SUPPLIED MATERIAL Start Marker
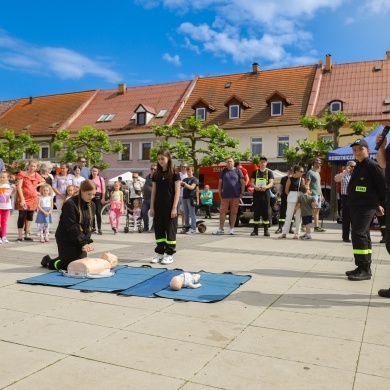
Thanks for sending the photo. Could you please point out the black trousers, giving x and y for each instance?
(261, 208)
(361, 218)
(67, 252)
(165, 229)
(346, 217)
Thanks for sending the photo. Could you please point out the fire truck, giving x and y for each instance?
(210, 175)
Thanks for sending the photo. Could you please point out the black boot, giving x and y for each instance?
(266, 232)
(280, 228)
(291, 229)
SUPPLIED MATERIAL End Marker
**TO DO:** Please give back the material above exactly as written, pictures omitted.

**OUTPUT BELOW:**
Thanks for sending the photo. Could you please point out the black trousers, giving x and y for each instance?
(261, 208)
(361, 218)
(67, 252)
(165, 229)
(346, 217)
Thanks for sending the photo. Could you please point out the fire truck, giving x and y for each instance?
(210, 175)
Thanks for sending the photo. Could you please point out the black boot, giving x and y for each instance?
(266, 232)
(280, 228)
(291, 229)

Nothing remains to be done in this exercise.